++++ Document extract

Speaking of Dyche and Director of Football Kevin Thelwell, Branthwaite added: “When you’ve got people who believe in your ability, it makes you a lot more confident and that shows when you get the chance. When the people putting you on the pitch have full belief in you, it makes you perform better.”
While in a moment of reflection at how far he has come, Branthwaite shares he was thrust into Senior-Team training on his very first day upon joining from Carlisle United in January 2020. If it had all felt like a dream, this would be the alarm clock.
“It was surreal,” he admits. “No disrespect to League Two, but I could see the quality straight away. It was an eye-opener to what was to come and ever since then I’ve taken it in my stride and just been developing every day.”
A reunion with England Under-21s was on the cards earlier this month but Branthwaite had to withdraw from the European champions’ squad due to planned rehab on a minor groin injury – a decision he has no regrets over.
“It’s something I had since PSV, just a little niggle I needed to keep on top of,” he explains. ”I played the games before the break and it flared up again, so I had to get one last round of injections to sort it out. As you play more games and grow as a player, you learn how to manage your injuries. Everything should be good now.”
As we discuss his recent eye-catching performances, there is one thing that needs clarifying.
By position on the field, Branthwaite is deployed as a left-footed centre half, but a former coach claims him to be right-footed instead. So which is it?
“I am left-footed, but I’ve got a five-star weak foot on the new FIFA!” he says with a humble but beaming smile as if to hint there is some truth to the claim. As the topic is pushed further, it’s clear he is comfortable on both sides. “If I’m hitting a long pass, I’ll go with my left; short passes with my right.”
When he was named in matchday squads and made his initial Premier League appearances in July 2020 and even when he scored that first Everton goal at Chelsea in December 2021, Branthwaite admits the opportunities came about through injuries and circumstance. Now, he has forced his way into the reckoning on pure merit.
“It feels a lot different,” says Everton’s number 32. “When I got the chances previously, it was through injuries to other players. I was still very young and very raw as a player - it was difficult scenarios I came into.
“It gives me confidence the manager has put me in because of the way I’ve been training and handling myself to show I’m good enough to be on the pitch.

++++++++
++++ Dataset excerpts

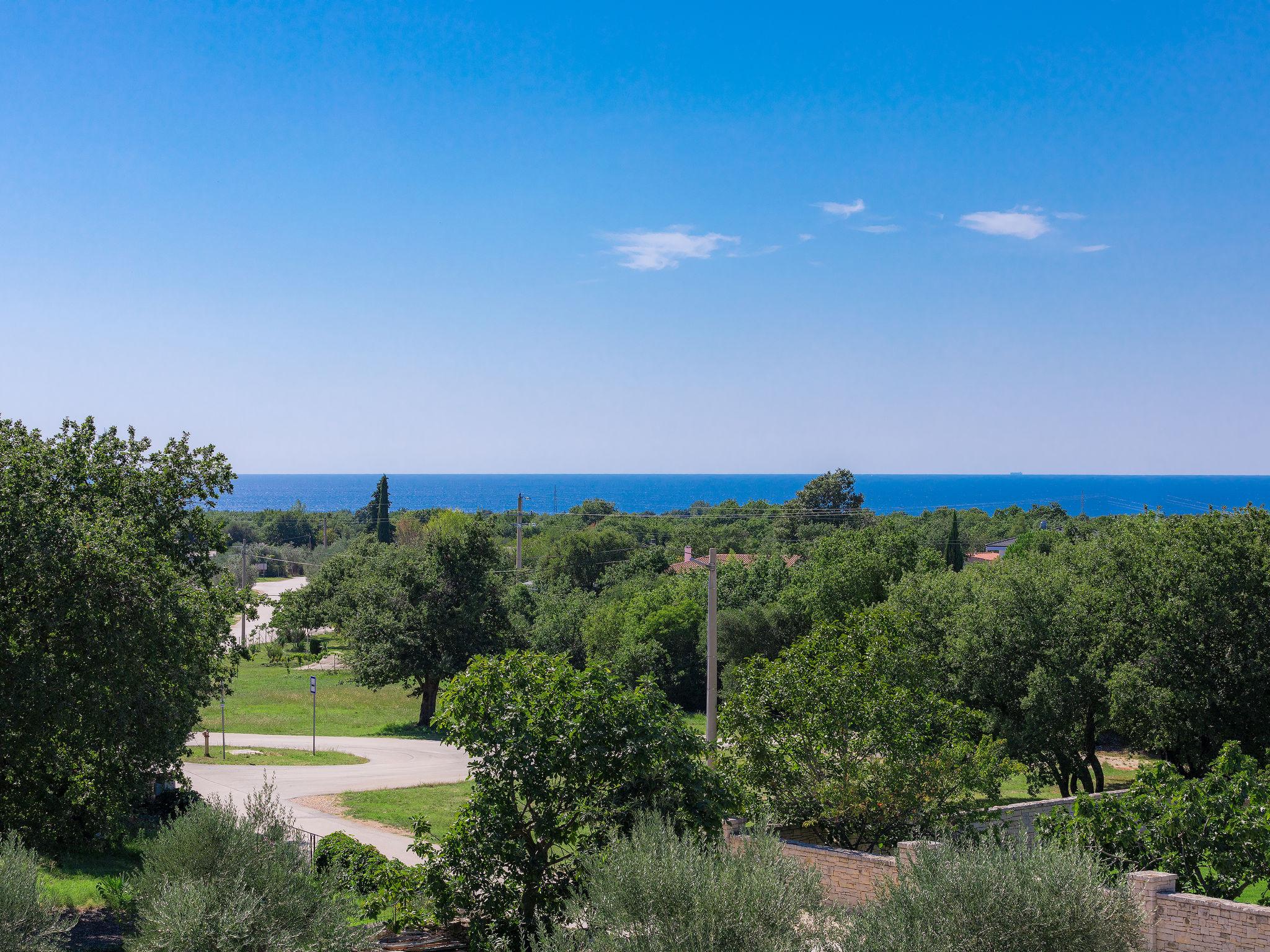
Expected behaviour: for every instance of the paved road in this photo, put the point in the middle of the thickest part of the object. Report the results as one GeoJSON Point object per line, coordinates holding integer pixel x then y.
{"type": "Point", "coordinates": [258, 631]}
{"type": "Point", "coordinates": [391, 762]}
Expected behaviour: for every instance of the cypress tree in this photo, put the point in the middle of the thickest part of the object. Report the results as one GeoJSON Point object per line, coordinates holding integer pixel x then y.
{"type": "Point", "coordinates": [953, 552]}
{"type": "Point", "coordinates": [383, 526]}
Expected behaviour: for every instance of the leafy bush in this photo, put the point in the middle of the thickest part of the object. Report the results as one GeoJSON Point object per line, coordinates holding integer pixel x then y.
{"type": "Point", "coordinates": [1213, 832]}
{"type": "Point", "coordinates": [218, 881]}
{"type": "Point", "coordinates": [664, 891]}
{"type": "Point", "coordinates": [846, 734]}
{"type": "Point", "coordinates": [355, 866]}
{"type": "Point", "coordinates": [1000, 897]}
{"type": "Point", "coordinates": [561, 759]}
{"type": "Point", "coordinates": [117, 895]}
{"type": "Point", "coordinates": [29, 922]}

++++++++

What you need to do |
1: In the Branthwaite article, why did Branthwaite withdraw from the England Under-21s squad?
2: Please quote the passage from the Branthwaite article starting at "While in a moment" and ending at "the alarm clock.".

Task-by-task answers |
1: He withdrew because of planned rehab on a minor groin injury.

2:
While in a moment of reflection at how far he has come, Branthwaite shares he was thrust into Senior-Team training on his very first day upon joining from Carlisle United in January 2020. If it had all felt like a dream, this would be the alarm clock.